WHAT IS ASKED:
Starting at the line that contains "point: white long-sleeve" and stopping after the final line of the records, write those lines out again, updating them by replacing "shirt" with "blouse" and keeping everything else the same.

STORED RECORDS:
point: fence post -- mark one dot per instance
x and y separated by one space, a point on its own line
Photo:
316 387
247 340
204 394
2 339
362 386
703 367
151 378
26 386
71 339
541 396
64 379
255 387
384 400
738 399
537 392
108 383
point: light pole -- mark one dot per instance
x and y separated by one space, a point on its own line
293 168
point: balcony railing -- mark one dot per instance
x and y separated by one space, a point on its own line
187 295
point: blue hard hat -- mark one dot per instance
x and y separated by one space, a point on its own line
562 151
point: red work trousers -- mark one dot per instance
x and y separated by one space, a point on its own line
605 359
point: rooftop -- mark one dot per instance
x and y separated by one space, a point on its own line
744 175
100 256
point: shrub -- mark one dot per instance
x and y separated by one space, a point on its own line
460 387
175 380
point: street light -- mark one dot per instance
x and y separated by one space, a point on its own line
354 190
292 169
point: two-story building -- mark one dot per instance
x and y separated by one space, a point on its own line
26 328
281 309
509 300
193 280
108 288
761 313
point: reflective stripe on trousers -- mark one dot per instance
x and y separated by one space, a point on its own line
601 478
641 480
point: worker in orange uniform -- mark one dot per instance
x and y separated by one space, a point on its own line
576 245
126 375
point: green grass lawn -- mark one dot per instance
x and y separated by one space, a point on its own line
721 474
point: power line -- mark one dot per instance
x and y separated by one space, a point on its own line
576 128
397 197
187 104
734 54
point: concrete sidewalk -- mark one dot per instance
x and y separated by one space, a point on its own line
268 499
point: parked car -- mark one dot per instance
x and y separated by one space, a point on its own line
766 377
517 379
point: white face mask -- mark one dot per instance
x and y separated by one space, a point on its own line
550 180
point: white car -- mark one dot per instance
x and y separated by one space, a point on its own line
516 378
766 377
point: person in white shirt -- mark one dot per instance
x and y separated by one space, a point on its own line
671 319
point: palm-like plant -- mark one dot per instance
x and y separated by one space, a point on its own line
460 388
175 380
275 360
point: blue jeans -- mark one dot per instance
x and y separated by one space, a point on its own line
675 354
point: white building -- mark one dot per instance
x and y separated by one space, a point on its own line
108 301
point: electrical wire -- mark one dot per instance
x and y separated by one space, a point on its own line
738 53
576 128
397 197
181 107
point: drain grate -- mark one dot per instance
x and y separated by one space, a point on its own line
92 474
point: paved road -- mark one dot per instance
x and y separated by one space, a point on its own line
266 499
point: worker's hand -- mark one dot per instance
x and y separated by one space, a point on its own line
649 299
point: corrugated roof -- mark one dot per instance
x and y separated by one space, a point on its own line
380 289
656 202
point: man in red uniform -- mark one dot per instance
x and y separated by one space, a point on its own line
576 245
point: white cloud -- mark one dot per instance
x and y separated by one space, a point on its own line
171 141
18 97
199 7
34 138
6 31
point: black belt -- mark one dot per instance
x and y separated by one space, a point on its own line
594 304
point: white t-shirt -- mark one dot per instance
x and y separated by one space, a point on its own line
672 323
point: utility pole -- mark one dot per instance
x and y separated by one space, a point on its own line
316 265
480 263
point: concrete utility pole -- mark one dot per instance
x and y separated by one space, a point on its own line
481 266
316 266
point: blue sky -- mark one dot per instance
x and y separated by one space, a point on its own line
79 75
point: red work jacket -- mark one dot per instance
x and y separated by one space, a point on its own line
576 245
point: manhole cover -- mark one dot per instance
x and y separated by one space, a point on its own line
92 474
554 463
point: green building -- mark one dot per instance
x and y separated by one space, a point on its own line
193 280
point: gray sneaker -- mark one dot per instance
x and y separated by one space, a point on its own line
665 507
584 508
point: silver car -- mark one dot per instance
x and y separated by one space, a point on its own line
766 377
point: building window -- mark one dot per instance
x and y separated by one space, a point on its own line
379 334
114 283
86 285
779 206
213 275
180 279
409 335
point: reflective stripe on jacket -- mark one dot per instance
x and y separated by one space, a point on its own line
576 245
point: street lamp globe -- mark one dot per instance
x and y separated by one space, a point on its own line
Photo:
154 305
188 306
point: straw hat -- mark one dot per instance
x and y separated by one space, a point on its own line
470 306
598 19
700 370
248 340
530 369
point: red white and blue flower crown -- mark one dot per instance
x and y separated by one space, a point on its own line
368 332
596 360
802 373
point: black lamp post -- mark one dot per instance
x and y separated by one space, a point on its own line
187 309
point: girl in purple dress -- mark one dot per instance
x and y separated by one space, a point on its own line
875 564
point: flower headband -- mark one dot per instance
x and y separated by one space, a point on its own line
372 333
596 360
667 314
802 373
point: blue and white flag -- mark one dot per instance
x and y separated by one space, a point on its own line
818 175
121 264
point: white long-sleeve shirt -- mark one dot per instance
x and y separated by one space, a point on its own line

EXERCISE SOLUTION:
point: white long-sleeve blouse -- mark one dot per instance
x and y separated by one space, a point on its own line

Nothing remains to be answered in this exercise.